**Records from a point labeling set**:
--------------------------------------------------

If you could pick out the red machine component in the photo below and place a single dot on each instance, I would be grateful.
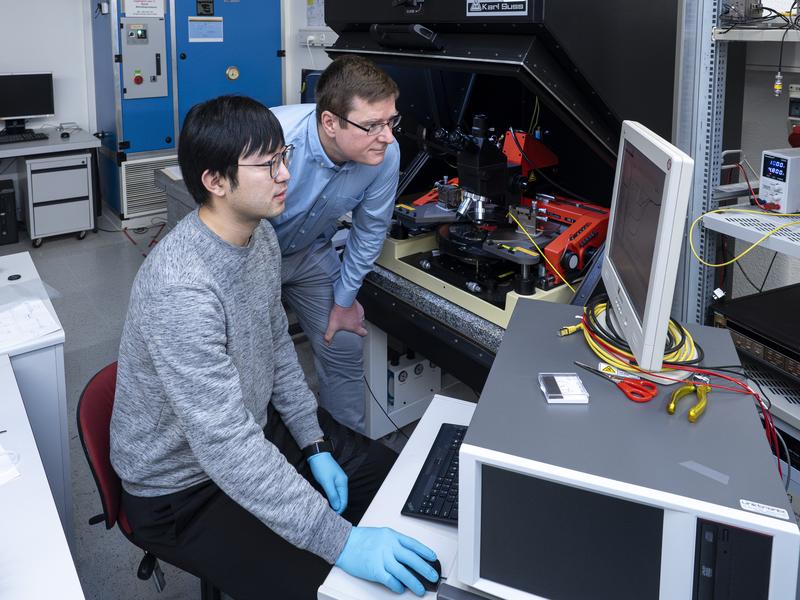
(433, 195)
(587, 225)
(537, 153)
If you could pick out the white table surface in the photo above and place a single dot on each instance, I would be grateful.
(35, 561)
(77, 140)
(384, 511)
(27, 287)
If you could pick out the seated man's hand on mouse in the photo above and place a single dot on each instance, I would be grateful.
(384, 555)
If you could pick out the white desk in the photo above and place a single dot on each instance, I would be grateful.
(39, 369)
(56, 181)
(384, 511)
(77, 140)
(35, 561)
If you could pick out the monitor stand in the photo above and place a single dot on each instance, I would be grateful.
(671, 374)
(14, 127)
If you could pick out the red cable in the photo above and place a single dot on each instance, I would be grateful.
(769, 425)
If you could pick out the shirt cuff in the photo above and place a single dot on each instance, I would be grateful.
(330, 536)
(305, 430)
(342, 296)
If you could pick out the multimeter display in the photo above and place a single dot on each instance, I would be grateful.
(774, 167)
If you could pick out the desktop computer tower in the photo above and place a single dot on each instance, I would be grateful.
(8, 213)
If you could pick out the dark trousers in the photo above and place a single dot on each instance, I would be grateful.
(202, 531)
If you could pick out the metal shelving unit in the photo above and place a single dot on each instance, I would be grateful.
(751, 227)
(700, 106)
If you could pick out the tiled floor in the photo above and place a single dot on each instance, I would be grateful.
(89, 282)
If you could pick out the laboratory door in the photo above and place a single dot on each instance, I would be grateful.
(227, 47)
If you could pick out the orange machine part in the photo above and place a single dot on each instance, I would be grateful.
(587, 227)
(539, 154)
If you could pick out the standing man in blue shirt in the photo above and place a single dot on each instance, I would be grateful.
(345, 160)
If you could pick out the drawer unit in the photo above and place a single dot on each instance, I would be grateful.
(59, 195)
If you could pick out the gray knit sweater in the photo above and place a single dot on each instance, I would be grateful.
(204, 350)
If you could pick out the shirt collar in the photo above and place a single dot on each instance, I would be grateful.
(317, 151)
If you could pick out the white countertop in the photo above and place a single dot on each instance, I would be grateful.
(35, 560)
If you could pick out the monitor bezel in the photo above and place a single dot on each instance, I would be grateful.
(678, 535)
(52, 95)
(647, 339)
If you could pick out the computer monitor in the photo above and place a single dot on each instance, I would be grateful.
(648, 215)
(25, 96)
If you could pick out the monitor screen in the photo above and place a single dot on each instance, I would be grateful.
(556, 541)
(25, 95)
(638, 208)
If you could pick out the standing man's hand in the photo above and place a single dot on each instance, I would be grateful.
(345, 319)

--------------------------------------------------

Please repeat the entries exactly. Do not include the pictures.

If you could pick out the red machine component in the photo below and place a single dot on each instance, I would be grateful.
(433, 195)
(587, 225)
(537, 153)
If you could pick out the white table surface in the photo above and place a single dot on each instance, I would be grateful.
(35, 561)
(77, 140)
(384, 511)
(27, 287)
If you could pick out the seated man's hand on mouse in the photo above and place a single dot on each instance, I would be grateful.
(384, 555)
If you could pick out the white desk in the photo above and place a single dot on each instance, I would be grateful.
(39, 369)
(56, 181)
(384, 511)
(77, 140)
(35, 561)
If you could pick out the monitor stand in the photo above and place a single dot on each instance, I would be grateful.
(671, 374)
(14, 127)
If you could pick out the red cable in the photo above and place a single dot on each instance, I would be grateful.
(769, 425)
If you could pick out the shirt cuff in the photo above and place a single dot on each instance, I would be grateful.
(330, 536)
(305, 430)
(342, 296)
If you could pick out the multimeter display in the photo above and place a single dot on each instance, I would be grateful.
(774, 167)
If you could pick out the desktop computer tower in the photo above and place a single dot on each instance, I would be grateful.
(8, 213)
If you could pick out the dark trousers in the photo above and place a single dot on each instance, I would be grateful.
(202, 531)
If you could pick out the metal shelving unit in the photo above and place a single dot on each instance, I would be grateful.
(751, 227)
(700, 106)
If you could pick out the tiled floor in the photo above and place a single dot on each instance, I would be grateful.
(89, 282)
If you could pick out the laboratory door in the photo above and place a single dot on each instance, I would be grateful.
(227, 47)
If you could pick out the orange machine part in the photo above and place a single dot on each instance, I would be grateful.
(587, 227)
(539, 154)
If you could pick out the standing man in blue shirt in the photo above and place a single dot on each instance, I would be grateful.
(345, 160)
If you could pick out the drawer unit in the photo above and place a single dot on each instance, I would be grateful.
(59, 195)
If you could pick out the gray knit sweater in the photo above and place a single dot on each instance, I would be grateful.
(204, 350)
If you could pick out the shirt collar in the photo above and place a single dot on each instance, I would be grateful.
(317, 151)
If you could pick out the white countertop in the photo above and place a single dot on each instance, I would be grateful.
(35, 560)
If you could pick out the monitor bezel in the photo above and place a single dot on each instance, I would be grateful.
(678, 535)
(52, 95)
(647, 339)
If you could pick out the computer monitor in the photo above and place a single dot on each instance, I would be grateful.
(648, 215)
(25, 96)
If you could pick out the monitor screen in the photo above and place a single dot on each instance, I would be grateful.
(556, 541)
(25, 95)
(638, 208)
If you could pick out the standing man's hand in the photo above and place a single dot on each instance, I would be grateful.
(345, 319)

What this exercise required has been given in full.